== PARTS OF THE EXERCISE ==
• A. In the passage on touch interfaces, write out word for word the stretch from "Recent (?) fascination" through "even auditory feedback.".
• B. According to the passage on touch interfaces, why do many people not appreciate the tactile and auditory feedback a keyboard provides? Explain in one to three sentences.

== READING TEXT ==
BEGIN
Recent (?) fascination with touch-controlled interfaces is perhaps good for their development, but in my opinion they are not necessarily the future of device manipulation.
One of the big mixed blessings is that you have to rely on the visual feedback to operate such an interface. While it is perhaps a tad faster to manipulate directly items that you’d always want to look at—like photos—or that wide-sweeping gestures are faster than looking for “next” or “previous” buttons, it is not necessarily so with interfaces that rely on mixed tactile/visual, and sometimes even auditory feedback.
An excellent example is a keyboard. A keyboard gives you at least three kinds of input: tactile (feeling of pressing the key and its shape), auditory (click of pressing the key), and finally visual – letters appear (or not 🙂 ) on the screen. Many people do not appreciate the first two, mostly because they were not trained in typing without looking at the keyboard to find each letter that they type, or to use all their fingers while typing. Personally I believe that classes of quick typing should be obligatory in primary or high schools and would be more useful in daily life. For example, when visiting a doctor, I often find that he takes more time to use his computer to type the diagnosis with two fingers than to actually examine his patient. What a terrible waste of time.
END
== EXTRACTED INFORMATION ==
BEGIN
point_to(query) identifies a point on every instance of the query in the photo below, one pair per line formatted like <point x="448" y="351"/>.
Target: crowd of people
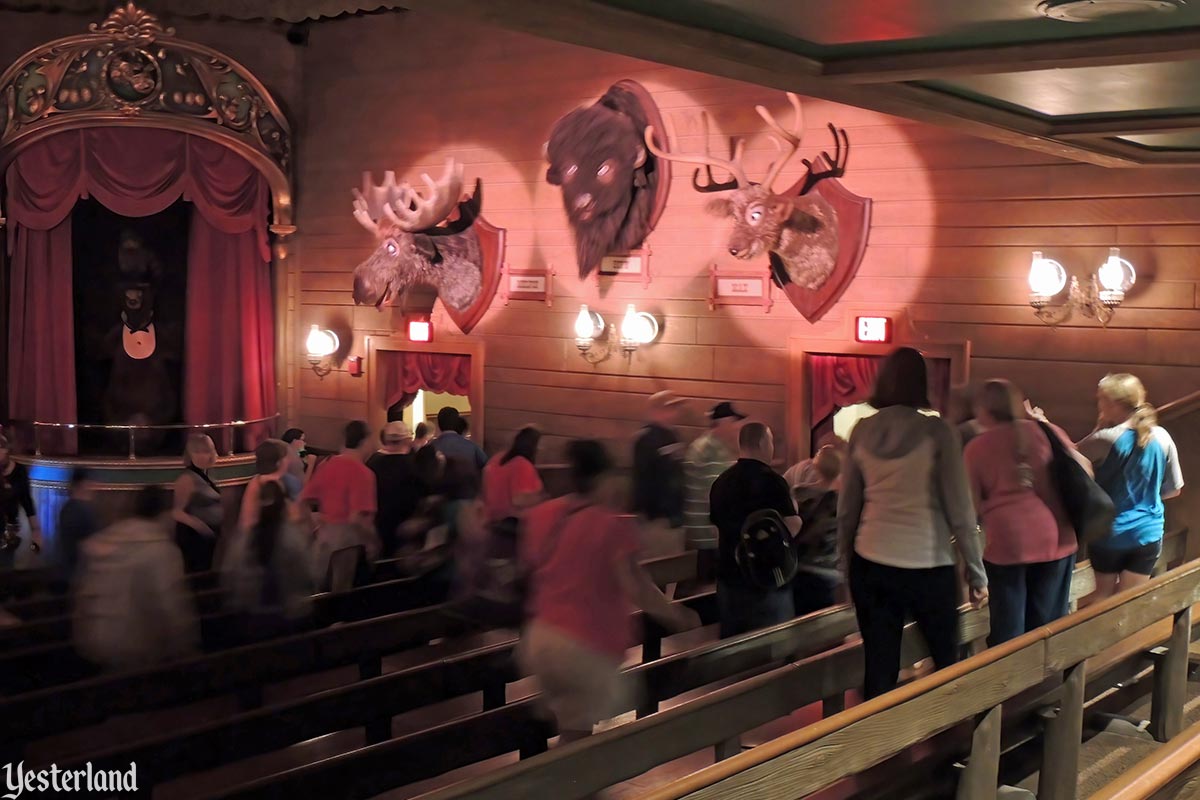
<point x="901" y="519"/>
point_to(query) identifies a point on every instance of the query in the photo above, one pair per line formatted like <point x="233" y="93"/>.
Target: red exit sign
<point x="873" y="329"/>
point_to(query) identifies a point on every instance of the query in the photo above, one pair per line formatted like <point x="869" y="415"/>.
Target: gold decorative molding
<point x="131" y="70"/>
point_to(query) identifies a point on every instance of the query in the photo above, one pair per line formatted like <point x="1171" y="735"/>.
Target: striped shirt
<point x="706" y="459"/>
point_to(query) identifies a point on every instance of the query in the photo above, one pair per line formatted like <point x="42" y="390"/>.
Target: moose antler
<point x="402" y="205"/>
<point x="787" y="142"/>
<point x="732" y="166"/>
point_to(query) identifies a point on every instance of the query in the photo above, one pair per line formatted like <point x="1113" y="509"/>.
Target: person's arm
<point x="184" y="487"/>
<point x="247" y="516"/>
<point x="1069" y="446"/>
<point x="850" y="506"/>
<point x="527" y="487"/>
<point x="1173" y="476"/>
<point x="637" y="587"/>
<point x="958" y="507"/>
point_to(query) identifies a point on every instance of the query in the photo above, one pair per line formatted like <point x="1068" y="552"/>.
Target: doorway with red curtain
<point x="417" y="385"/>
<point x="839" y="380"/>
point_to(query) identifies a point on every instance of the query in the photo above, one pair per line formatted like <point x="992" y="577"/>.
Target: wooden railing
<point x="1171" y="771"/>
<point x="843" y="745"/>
END
BEGIN
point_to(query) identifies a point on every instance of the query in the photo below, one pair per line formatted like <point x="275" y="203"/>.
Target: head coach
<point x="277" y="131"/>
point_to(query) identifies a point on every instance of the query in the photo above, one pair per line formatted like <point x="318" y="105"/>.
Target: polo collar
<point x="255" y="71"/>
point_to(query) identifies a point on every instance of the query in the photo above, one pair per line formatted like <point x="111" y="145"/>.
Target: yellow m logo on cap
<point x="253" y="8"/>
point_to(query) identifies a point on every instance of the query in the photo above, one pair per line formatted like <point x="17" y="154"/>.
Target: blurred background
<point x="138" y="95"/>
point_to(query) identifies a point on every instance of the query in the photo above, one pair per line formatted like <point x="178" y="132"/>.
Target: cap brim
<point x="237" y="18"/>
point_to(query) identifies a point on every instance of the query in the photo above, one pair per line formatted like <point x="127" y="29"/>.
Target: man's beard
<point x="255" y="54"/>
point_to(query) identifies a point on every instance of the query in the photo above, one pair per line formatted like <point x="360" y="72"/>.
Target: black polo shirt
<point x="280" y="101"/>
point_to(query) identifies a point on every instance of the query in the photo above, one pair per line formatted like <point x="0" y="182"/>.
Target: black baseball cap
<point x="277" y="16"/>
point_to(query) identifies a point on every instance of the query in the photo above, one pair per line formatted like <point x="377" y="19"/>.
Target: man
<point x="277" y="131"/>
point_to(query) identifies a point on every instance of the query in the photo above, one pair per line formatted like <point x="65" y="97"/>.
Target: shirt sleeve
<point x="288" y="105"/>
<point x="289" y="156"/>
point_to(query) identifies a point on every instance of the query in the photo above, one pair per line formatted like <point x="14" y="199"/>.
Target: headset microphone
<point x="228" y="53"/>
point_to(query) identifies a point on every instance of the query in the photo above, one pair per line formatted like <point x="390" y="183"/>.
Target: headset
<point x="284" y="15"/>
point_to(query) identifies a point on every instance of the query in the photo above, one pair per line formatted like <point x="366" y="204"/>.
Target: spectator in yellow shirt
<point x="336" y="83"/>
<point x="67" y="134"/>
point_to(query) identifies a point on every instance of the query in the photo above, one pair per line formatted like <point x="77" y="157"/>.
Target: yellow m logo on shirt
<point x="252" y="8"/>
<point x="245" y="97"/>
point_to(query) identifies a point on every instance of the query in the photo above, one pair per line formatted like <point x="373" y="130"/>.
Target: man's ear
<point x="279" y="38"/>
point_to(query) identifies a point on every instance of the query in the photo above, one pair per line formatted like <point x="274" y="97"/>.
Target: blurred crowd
END
== SOLVED TASKS ==
• A.
Recent (?) fascination with touch-controlled interfaces is perhaps good for their development, but in my opinion they are not necessarily the future of device manipulation.
One of the big mixed blessings is that you have to rely on the visual feedback to operate such an interface. While it is perhaps a tad faster to manipulate directly items that you’d always want to look at—like photos—or that wide-sweeping gestures are faster than looking for “next” or “previous” buttons, it is not necessarily so with interfaces that rely on mixed tactile/visual, and sometimes even auditory feedback.

• B. Many people do not appreciate the tactile and auditory feedback mostly because they were never trained to type without looking at the keyboard to find each letter. They also were not taught to use all their fingers while typing.